** START Given records **

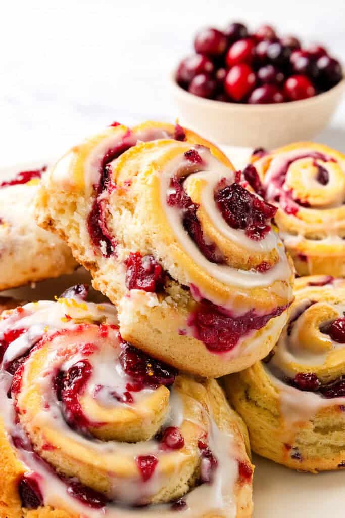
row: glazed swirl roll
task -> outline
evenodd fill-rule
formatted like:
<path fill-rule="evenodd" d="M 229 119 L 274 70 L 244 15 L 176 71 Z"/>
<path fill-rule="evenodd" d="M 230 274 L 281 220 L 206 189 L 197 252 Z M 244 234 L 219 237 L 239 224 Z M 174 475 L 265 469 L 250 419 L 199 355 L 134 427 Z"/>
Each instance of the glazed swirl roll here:
<path fill-rule="evenodd" d="M 124 338 L 147 353 L 218 377 L 273 346 L 292 278 L 276 209 L 196 134 L 109 128 L 57 163 L 37 206 L 117 305 Z"/>
<path fill-rule="evenodd" d="M 250 516 L 247 432 L 220 386 L 124 341 L 85 294 L 0 322 L 0 514 Z"/>
<path fill-rule="evenodd" d="M 252 162 L 299 275 L 345 275 L 345 155 L 297 142 Z"/>
<path fill-rule="evenodd" d="M 345 281 L 297 279 L 290 320 L 262 362 L 228 377 L 254 451 L 295 469 L 345 467 Z"/>

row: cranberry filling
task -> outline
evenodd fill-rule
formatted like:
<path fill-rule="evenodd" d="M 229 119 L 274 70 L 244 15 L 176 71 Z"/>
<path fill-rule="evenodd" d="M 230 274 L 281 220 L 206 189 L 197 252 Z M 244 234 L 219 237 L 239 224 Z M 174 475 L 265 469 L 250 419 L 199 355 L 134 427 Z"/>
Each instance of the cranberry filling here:
<path fill-rule="evenodd" d="M 160 440 L 163 449 L 181 450 L 185 445 L 185 440 L 181 430 L 176 426 L 168 426 L 163 431 Z"/>
<path fill-rule="evenodd" d="M 42 493 L 34 475 L 23 475 L 18 490 L 23 507 L 26 509 L 37 509 L 43 505 Z"/>
<path fill-rule="evenodd" d="M 31 180 L 34 178 L 40 178 L 42 174 L 47 170 L 47 166 L 44 166 L 42 169 L 37 169 L 34 171 L 22 171 L 19 172 L 17 176 L 12 180 L 2 182 L 0 183 L 0 187 L 7 187 L 9 185 L 17 185 L 22 183 L 27 183 Z"/>
<path fill-rule="evenodd" d="M 230 351 L 238 340 L 251 331 L 261 329 L 272 318 L 278 316 L 287 306 L 279 306 L 271 313 L 258 315 L 250 310 L 239 316 L 233 316 L 220 306 L 208 300 L 200 303 L 190 315 L 188 324 L 193 326 L 194 336 L 214 352 Z"/>
<path fill-rule="evenodd" d="M 185 179 L 183 176 L 175 176 L 171 179 L 170 187 L 174 192 L 169 195 L 168 204 L 182 210 L 183 226 L 206 259 L 212 263 L 223 263 L 223 255 L 216 245 L 214 243 L 206 243 L 204 238 L 202 228 L 197 214 L 199 206 L 193 203 L 184 189 L 183 182 Z"/>
<path fill-rule="evenodd" d="M 155 293 L 163 289 L 166 273 L 152 255 L 130 253 L 126 260 L 126 285 L 128 290 Z"/>
<path fill-rule="evenodd" d="M 238 183 L 227 185 L 215 195 L 224 219 L 233 228 L 245 230 L 252 239 L 263 239 L 271 230 L 277 208 L 252 194 Z"/>
<path fill-rule="evenodd" d="M 139 455 L 136 457 L 136 463 L 144 482 L 152 477 L 158 459 L 154 455 Z"/>
<path fill-rule="evenodd" d="M 243 176 L 251 188 L 264 199 L 266 195 L 265 188 L 261 183 L 258 171 L 254 167 L 250 164 L 243 169 Z"/>
<path fill-rule="evenodd" d="M 160 385 L 170 386 L 177 375 L 176 369 L 127 343 L 120 353 L 119 361 L 124 371 L 133 378 L 134 383 L 141 383 L 153 388 Z"/>
<path fill-rule="evenodd" d="M 101 493 L 78 482 L 71 482 L 67 487 L 67 493 L 82 503 L 94 509 L 104 507 L 108 502 Z"/>

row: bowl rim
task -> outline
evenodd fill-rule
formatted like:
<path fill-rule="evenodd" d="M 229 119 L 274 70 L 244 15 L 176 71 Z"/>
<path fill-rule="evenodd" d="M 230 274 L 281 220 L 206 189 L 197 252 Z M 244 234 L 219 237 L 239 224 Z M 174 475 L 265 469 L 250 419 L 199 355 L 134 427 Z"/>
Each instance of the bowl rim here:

** END Given records **

The exercise: Please copy the lines above with every "cranberry filling" renamed to "berry filling" and everything else left unchanged. Leave the pictures out.

Reply to the exercise:
row: glazed swirl roll
task -> outline
evenodd fill-rule
formatted like:
<path fill-rule="evenodd" d="M 229 119 L 274 70 L 244 15 L 176 71 Z"/>
<path fill-rule="evenodd" d="M 230 274 L 281 220 L 206 189 L 197 252 Z M 244 234 L 219 237 L 239 224 Z M 174 475 L 265 469 L 250 419 L 199 355 L 134 427 Z"/>
Each instance of the glazed swirl roll here:
<path fill-rule="evenodd" d="M 124 338 L 147 353 L 218 377 L 273 346 L 292 278 L 276 209 L 196 134 L 109 128 L 57 163 L 37 206 L 117 305 Z"/>
<path fill-rule="evenodd" d="M 250 516 L 247 432 L 220 386 L 124 341 L 85 294 L 0 322 L 0 514 Z"/>
<path fill-rule="evenodd" d="M 252 162 L 299 275 L 345 275 L 345 155 L 297 142 Z"/>
<path fill-rule="evenodd" d="M 345 281 L 297 279 L 290 320 L 262 362 L 228 377 L 254 451 L 295 469 L 345 467 Z"/>

row: berry filling
task -> outline
evenodd fill-rule
formatted like:
<path fill-rule="evenodd" d="M 229 119 L 274 70 L 244 15 L 176 71 Z"/>
<path fill-rule="evenodd" d="M 230 274 L 281 220 L 206 189 L 197 252 Z M 244 234 L 219 237 L 239 224 Z M 174 475 L 265 469 L 250 419 L 199 355 L 134 427 Z"/>
Each instance of the berry filling here:
<path fill-rule="evenodd" d="M 160 440 L 163 449 L 181 450 L 185 445 L 185 440 L 181 430 L 176 426 L 168 426 L 163 431 Z"/>
<path fill-rule="evenodd" d="M 42 493 L 34 475 L 23 475 L 18 490 L 23 507 L 26 509 L 37 509 L 43 505 Z"/>
<path fill-rule="evenodd" d="M 31 180 L 34 178 L 40 178 L 42 174 L 47 170 L 47 166 L 44 166 L 42 169 L 37 169 L 34 171 L 22 171 L 19 172 L 17 176 L 12 180 L 2 182 L 0 183 L 0 187 L 7 187 L 9 185 L 17 185 L 22 183 L 27 183 Z"/>
<path fill-rule="evenodd" d="M 230 351 L 238 340 L 251 331 L 261 329 L 272 318 L 278 316 L 287 306 L 279 306 L 271 313 L 258 315 L 250 310 L 239 316 L 233 316 L 220 306 L 208 300 L 200 303 L 190 315 L 188 324 L 193 326 L 194 336 L 214 352 Z"/>
<path fill-rule="evenodd" d="M 185 179 L 183 176 L 175 176 L 171 179 L 170 187 L 174 192 L 169 195 L 168 204 L 182 210 L 183 226 L 206 259 L 212 263 L 223 263 L 223 255 L 216 245 L 214 243 L 206 243 L 204 238 L 202 228 L 197 214 L 199 206 L 193 203 L 184 189 L 183 182 Z"/>
<path fill-rule="evenodd" d="M 155 293 L 163 289 L 166 273 L 152 255 L 130 253 L 126 260 L 126 285 L 128 290 Z"/>
<path fill-rule="evenodd" d="M 238 183 L 227 185 L 215 195 L 224 219 L 233 228 L 245 230 L 252 239 L 263 239 L 271 230 L 277 208 L 252 194 Z"/>
<path fill-rule="evenodd" d="M 139 455 L 136 457 L 136 463 L 144 482 L 152 477 L 158 459 L 154 455 Z"/>
<path fill-rule="evenodd" d="M 243 176 L 251 188 L 264 199 L 266 195 L 265 188 L 261 183 L 258 171 L 254 167 L 250 164 L 243 169 Z"/>
<path fill-rule="evenodd" d="M 160 385 L 170 386 L 177 375 L 176 369 L 127 343 L 120 353 L 119 361 L 124 371 L 133 378 L 134 383 L 141 383 L 153 388 Z"/>
<path fill-rule="evenodd" d="M 101 493 L 78 482 L 71 482 L 67 487 L 67 493 L 82 503 L 94 509 L 104 507 L 108 502 Z"/>

row: bowl rim
task -> outline
evenodd fill-rule
formatted like:
<path fill-rule="evenodd" d="M 229 119 L 274 70 L 244 15 L 176 71 Z"/>
<path fill-rule="evenodd" d="M 230 274 L 281 220 L 206 189 L 197 252 Z M 244 234 L 219 237 L 239 224 Z M 174 475 L 265 469 L 250 419 L 199 355 L 134 427 Z"/>
Each instance of the bowl rim here:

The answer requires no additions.